_Aim of the task_. Copy the data below line for line, changing nothing.

_Raw records_.
--- Start ---

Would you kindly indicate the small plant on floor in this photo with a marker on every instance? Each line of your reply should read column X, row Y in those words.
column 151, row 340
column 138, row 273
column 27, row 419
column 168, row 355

--- End ---

_Answer below_.
Would you kindly indicate the small plant on floor in this photo with a marker on every instance? Each line of your reply should read column X, row Y in those words.
column 151, row 340
column 138, row 273
column 27, row 419
column 168, row 355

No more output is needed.